## INSTRUCTIONS TO FOLLOW
If an entry holds a picture, leave that picture out; copy everything else exactly.

## DATA FOR ANALYSIS
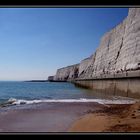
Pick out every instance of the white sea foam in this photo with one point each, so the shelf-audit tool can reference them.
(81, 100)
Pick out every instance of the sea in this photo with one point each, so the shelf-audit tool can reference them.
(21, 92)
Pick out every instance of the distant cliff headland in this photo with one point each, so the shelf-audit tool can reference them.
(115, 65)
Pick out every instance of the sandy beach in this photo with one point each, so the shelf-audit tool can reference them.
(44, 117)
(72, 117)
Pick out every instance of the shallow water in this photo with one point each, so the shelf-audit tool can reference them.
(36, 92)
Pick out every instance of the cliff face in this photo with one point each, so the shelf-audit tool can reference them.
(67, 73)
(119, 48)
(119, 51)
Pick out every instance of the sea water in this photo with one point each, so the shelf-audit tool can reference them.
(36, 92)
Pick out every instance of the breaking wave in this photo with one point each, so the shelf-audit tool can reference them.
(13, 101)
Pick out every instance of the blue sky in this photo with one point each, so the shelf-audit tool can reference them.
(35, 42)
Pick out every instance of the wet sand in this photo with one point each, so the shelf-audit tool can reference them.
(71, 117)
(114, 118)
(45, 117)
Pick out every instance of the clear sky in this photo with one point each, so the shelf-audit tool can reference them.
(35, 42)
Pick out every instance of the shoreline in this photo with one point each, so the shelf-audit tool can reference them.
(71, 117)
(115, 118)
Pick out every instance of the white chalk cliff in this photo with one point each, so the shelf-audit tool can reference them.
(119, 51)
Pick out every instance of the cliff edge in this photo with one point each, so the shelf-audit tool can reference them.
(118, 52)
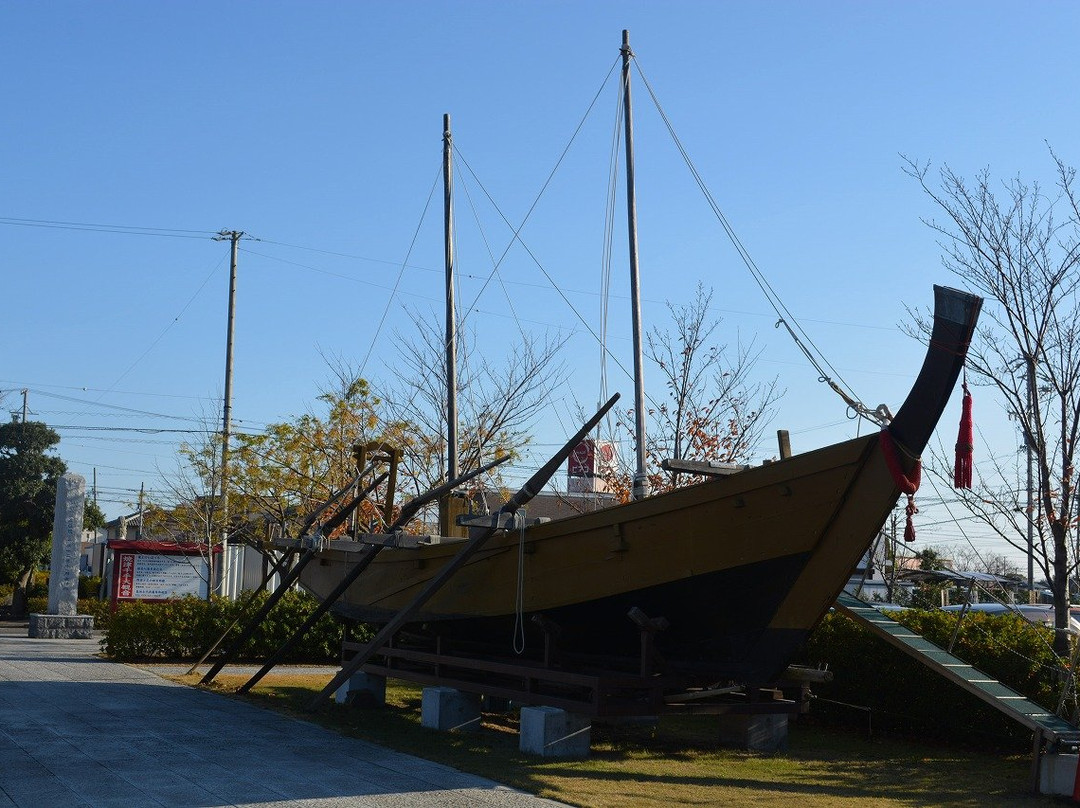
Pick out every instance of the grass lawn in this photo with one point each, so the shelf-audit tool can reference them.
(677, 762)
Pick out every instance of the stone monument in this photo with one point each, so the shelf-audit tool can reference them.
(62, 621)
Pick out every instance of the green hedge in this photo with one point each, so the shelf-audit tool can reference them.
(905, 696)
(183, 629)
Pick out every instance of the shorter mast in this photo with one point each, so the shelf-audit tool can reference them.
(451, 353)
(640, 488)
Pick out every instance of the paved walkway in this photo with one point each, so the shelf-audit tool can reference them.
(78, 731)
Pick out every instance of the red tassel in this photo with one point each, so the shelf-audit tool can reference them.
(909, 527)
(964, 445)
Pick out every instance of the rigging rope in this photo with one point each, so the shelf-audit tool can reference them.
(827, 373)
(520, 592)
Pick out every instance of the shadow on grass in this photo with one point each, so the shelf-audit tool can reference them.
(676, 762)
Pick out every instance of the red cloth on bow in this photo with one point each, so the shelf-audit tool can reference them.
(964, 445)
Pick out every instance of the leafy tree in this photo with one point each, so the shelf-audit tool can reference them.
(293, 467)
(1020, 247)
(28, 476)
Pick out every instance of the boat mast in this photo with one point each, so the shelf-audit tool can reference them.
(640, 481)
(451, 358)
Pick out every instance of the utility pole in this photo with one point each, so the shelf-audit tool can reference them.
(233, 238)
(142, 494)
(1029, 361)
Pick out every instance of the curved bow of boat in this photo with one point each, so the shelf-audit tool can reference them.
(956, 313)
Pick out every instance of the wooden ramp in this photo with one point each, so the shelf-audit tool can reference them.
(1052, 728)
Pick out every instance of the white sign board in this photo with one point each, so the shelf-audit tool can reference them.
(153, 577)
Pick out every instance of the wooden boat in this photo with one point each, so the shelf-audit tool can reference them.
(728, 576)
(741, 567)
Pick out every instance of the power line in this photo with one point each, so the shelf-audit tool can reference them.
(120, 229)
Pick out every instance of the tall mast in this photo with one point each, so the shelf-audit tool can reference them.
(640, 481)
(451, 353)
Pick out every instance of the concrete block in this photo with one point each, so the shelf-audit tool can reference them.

## TASK RESULT
Pick out every instance of the white sea foam in this photo with one point each, so the shelf-audit tool can reference them.
(81, 100)
Pick out every instance of the sea in this photo with one point each, so the shelf-audit tool can reference them.
(21, 92)
Pick out every instance of the distant cliff headland in this photo with one point each, so the shelf-audit tool can reference them.
(115, 65)
Pick out every instance of the sandy beach in this photo with one point each, so the shelf-audit tool can reference them.
(44, 117)
(72, 117)
Pick out every instance of the shallow water in this photo with one point each, so the shelf-audit tool can reference them.
(36, 92)
Pick out every instance of the cliff face in this photo with one point each, so the shelf-audit tool can reference them.
(67, 73)
(119, 48)
(119, 51)
Pick out every instance of the sea water in this photo with one point each, so the shelf-audit tool can reference them.
(36, 92)
Pick out every instance of the breaking wave in this photo with one point each, so the shelf-audit tool can reference them.
(13, 101)
Pick out every instance of the blue sky in this photo with one point each, so the shelf-audit tool can reference them.
(35, 42)
Pick out every instance of the wet sand in this photo with one point each, so the shelf-audit tool can reference them.
(71, 117)
(114, 118)
(45, 117)
Pick out every instance of the clear sky in this photo with one point each, so the shelf-audit tool can reference them.
(35, 42)
Pick out every instance of the shoreline in this photo with one point each, so the shelf-audit tool can reference them.
(71, 117)
(115, 118)
Pick out every instance of the white chalk cliff in this photo with one point each, so the shelf-audit tool can reference them.
(119, 51)
Pick out every instance of the cliff edge in this photo with one point each, so the shelf-audit tool can reference them.
(118, 52)
Pick out every instance of the grass lawn in this photo with one point each, so the shelf-audit tool can reference them.
(677, 762)
Pick out every instance of the stone monument in this photo with one point each, so the shelf-audit tool can reference them.
(62, 621)
Pick out every instance of the green hedge in this photo with one point each, so the shelf-audit tool can reference them.
(905, 696)
(183, 629)
Pick out every instance of the shorter mast in this photo with one point each, so the shelf-audit tool can reference them.
(451, 353)
(640, 488)
Pick out every instance of the paved walkway in this photo with one point each, so the shelf-audit tool can reference them.
(78, 731)
Pick out every instance of the red tassel in this photo with one point each, so the shelf-audit tool can reference them.
(909, 527)
(964, 445)
Pick out every instance of the rigging rope in this photo with one point each, so the shelf-audit tool can reference them.
(827, 373)
(520, 592)
Pick out every instance of the shadow on grass in this photo with one point each, so the shelf-audit tool can reference them.
(676, 762)
Pick out every instance of the red cloth on bow in this photo with one point each, so the shelf-audit tool can reference them.
(964, 445)
Pick out every instance of the leafy tree in this photo with one point each, so the shelf-audit tool can reference them.
(293, 467)
(1020, 247)
(28, 476)
Pick out every instance of the boat mast in this photo with one point each, so the shelf-audit tool can reference them.
(640, 481)
(451, 358)
Pick out every instance of the utility pole in this photo with one point each, so the shelf-audit tool can reference them.
(233, 238)
(142, 494)
(1029, 361)
Pick out every instance of the curved bow of boat in this photo with one point each, so the shelf-audit tool can reference them.
(956, 313)
Pick out every instance of the wooden ramp in this photo with one point each, so the shelf-audit tool can reference them.
(1052, 728)
Pick out every instance of the white sign board in this photo with one point each, so the shelf-audit tool can reference them.
(153, 577)
Pick out every instance of the wooden boat in this photo with one point each, so the shelf-audit tool can reference them.
(728, 576)
(741, 567)
Pick out every instance of the power line in this photo with one point each, so the shelf-audit tool can reference them.
(120, 229)
Pick out every instance of the tall mast in this photo with one point each, so the shelf-audit tool can reference them.
(640, 481)
(451, 353)
Pick out every instance of the concrete block in this photo with one point each, so the shelf-audit tool can reference them.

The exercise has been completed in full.